* Required actions:
**A)** Answer these questions from the forum thread on Entertainer vouchers, one answer per line:
(i) What approximate saving do the three buffet vouchers state?
(ii) In which country did Malbec spend a few years?
(iii) What did one voucher used to get at Al Hambra?
**B)** Decide whether each statement agrees with the forum thread on Entertainer vouchers. Give yes or no, and quote the words of the thread that settle it.
(i) According to the Arboretum Madinat website, Entertainer vouchers can be used on theme nights.
(ii) Malbec would rather have a simple 25% off the total bill.
(iii) The Al Hambra vouchers are now valid for main meals only.
**C)** Continue the forum thread on Entertainer vouchers from the point where it ends.

* Source excerpt:
--------------------
Speaking of seafood, let say I want to go to Arboretum Seafood Extravaganza on Thursday, this Entertainer is so confusing here. There are three vouchers stating buffet with approx. saving AED 295. However according to Arboretum Madinat website it seems that Entertainer vouchers are accepted for lunch and saturday "carvery" only, while theme nights (including seafood) are excluded... In such case I am not sure how did Entertainer came up with AED 295 saving if the most expensive dinner buffet is excluded.


----------



## Made in Sheffield (Mar 12, 2014)

Malbec said:


> I am glad you are enjoying it, I am definitely after the era of the loyalty programs and discounts after spending few years in Singapore which in my opinion is one big loyalty program, where every single even small tea shop you wouldn't suspect has the loyalty card for rewards / discounts.
> 
> While I still do enjoy the discounts and will probably buy the entertainer book sooner or later, I am just saying that it forces certain spending behaviours where two person HAVE TO order a main course, otherwise no discount at all. Or when two persons ARE REQUIRED to dine to avail 1 for 1 buffet. Frankly speaking I would prefer a simple 25% off total bill instead of playing cat and mouse whether it is a buffet, lunch, friday or saturday brunch offer and whether it is eligible or not.
> 
> Speaking of seafood, let say I want to go to Arboretum Seafood Extravaganza on Thursday, this Entertainer is so confusing here. There are three vouchers stating buffet with approx. saving AED 295. However according to Arboretum Madinat website it seems that Entertainer vouchers are accepted for lunch and saturday "carvery" only, while theme nights (including seafood) are excluded... In such case I am not sure how did Entertainer came up with AED 295 saving if the most expensive dinner buffet is excluded.


We used to love going to Al Hambra when you could buy 4 tapas get 4 free with 1 voucher. They've now changed the rules so they're valid for main meals only. 

The whole experience of going to a Spanish restaurant, I feel, is to share lots of small dishes. 

It's annoying when they change the conditions. Won't be going there again.

*Having a full on spoilt expat paddy*


----------



## Fat Bhoy Tim (Feb 28, 2013)
--------------------
* Data shown:
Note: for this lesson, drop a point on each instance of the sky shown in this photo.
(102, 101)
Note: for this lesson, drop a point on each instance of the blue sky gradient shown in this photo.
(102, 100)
--------------------
* Expected outputs:
**A)**
(i) AED 295
(ii) Singapore
(iii) Buy 4 tapas, get 4 free

**B)**
(i) No: "Entertainer vouchers are accepted for lunch and saturday "carvery" only, while theme nights (including seafood) are excluded"
(ii) Yes: "Frankly speaking I would prefer a simple 25% off total bill"
(iii) Yes: "They've now changed the rules so they're valid for main meals only."

**C)**
Malbec said:


> I am glad you are enjoying it, I am definitely after the era of the loyalty programs and discounts after spending few years in Singapore which in my opinion is one big loyalty program, where every single even small tea shop you wouldn't suspect has the loyalty card for rewards / discounts.
> 
> While I still do enjoy the discounts and will probably buy the entertainer book sooner or later, I am just saying that it forces certain spending behaviours where two person HAVE TO order a main course, otherwise no discount at all. Or when two persons ARE REQUIRED to dine to avail 1 for 1 buffet. Frankly speaking I would prefer a simple 25% off total bill instead of playing cat and mouse whether it is a buffet, lunch, friday or saturday brunch offer and whether it is eligible or not.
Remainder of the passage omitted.